> _QUOTED PASSAGE_
........

MonoMSK: Monocular 3D Musculoskeletal Dynamics Estimation
Farnoosh Koleini, Hongfei Xue, Ahmed Helmy, Pu Wang
TL;DR
MonoMSK tackles the challenge of recovering biomechanically realistic 3D human motion from monocular video by marrying learning-based inverse dynamics with a differentiable musculoskeletal forward simulator. The system uses a five-component pipeline (HMR-based virtual markers, Inverse Kinematics Transformer, Inverse Dynamics Transformer, differentiable Forward Dynamics, and Anatomical Forward Kinematic layers) within a physics-regulated loop, augmented by forward–inverse consistency losses. Ground-truth dynamics are obtained via optimal-control simulations in biomechanics engines to supervise the learned torques and contact forces, and gradients flow through the ODE solver for end-to-end training. Across BML-MoVi, BEDLAM, and OpenCap, MonoMSK achieves state-of-the-art kinematic accuracy and, for the first time, precise monocular kinetics estimation, enabling scalable, biomechanics-aware motion analysis for clinical, sports, and human–robot interaction applications.

........

> _QUESTIONS ON THE MATERIAL_
(1) In the MonoMSK summary, which three datasets were used for evaluation?
(2) Continue the MonoMSK summary from its last sentence.

[Saved entries]
........

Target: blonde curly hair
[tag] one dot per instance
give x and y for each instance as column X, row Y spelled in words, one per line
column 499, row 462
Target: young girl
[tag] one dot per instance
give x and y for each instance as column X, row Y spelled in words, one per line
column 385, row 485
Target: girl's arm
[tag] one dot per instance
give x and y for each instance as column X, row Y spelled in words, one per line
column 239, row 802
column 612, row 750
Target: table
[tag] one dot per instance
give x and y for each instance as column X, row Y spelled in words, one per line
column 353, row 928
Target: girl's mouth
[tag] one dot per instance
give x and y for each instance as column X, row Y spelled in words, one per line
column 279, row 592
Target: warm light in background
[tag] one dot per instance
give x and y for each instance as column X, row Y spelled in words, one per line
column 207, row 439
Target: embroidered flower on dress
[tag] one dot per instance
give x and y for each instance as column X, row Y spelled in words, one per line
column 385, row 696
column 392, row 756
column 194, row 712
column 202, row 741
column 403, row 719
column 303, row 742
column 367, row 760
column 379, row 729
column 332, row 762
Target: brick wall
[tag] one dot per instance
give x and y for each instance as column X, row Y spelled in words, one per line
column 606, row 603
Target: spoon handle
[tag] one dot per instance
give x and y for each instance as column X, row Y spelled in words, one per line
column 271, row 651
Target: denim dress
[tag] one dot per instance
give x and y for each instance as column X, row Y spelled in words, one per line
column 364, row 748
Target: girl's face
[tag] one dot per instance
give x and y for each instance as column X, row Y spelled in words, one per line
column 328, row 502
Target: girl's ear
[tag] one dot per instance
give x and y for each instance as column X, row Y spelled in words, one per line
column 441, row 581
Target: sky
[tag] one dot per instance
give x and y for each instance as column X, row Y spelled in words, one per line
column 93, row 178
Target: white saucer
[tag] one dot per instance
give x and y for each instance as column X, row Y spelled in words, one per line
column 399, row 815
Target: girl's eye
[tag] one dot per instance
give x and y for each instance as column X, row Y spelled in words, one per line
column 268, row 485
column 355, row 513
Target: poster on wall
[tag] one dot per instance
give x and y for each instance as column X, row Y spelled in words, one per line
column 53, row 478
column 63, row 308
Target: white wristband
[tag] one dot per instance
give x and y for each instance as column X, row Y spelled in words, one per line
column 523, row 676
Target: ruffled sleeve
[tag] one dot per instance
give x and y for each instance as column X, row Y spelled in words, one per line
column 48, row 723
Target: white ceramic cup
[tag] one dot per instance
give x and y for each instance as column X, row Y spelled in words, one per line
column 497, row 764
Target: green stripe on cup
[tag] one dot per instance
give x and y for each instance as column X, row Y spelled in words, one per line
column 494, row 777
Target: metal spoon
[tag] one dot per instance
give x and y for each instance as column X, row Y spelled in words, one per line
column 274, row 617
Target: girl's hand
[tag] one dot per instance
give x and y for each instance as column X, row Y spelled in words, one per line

........

> _YOUR RESPONSES_
(1) BML-MoVi, BEDLAM, and OpenCap.

(2)
Abstract
Reconstructing biomechanically realistic 3D human motion - recovering both kinematics (motion) and kinetics (forces) - is a critical challenge. While marker-based systems are lab-bound and slow, popular monocular methods use oversimplified, anatomically inaccurate models (e.g., SMPL) and ignore physics, fundamentally limiting their biomechanical fidelity. In this work, we introduce MonoMSK, a hybrid framework that bridges data-driven learning and physics-based simulation for biomechanically realistic 3D human motion estimation from monocular video. MonoMSK jointly recovers both kinematics (motions) and kinetics (forces and torques) through an anatomically accurate musculoskeletal model. By integrating transformer-based inverse dynamics with differentiable forward kinematics and dynamics layers governed by ODE-based simulation, MonoMSK establishes a physics-regulated inverse-forward loop that enforces biomechanical causality and physical plausibility. A novel forward-inverse consistency loss further aligns motion reconstruction with the underlying kinetic reasoning. Experiments on BML-MoVi, BEDLAM, and OpenCap show that MonoMSK significantly outperforms state-of-the-art methods in kinematic accuracy, while for the first time enabling precise monocular kinetics estimation.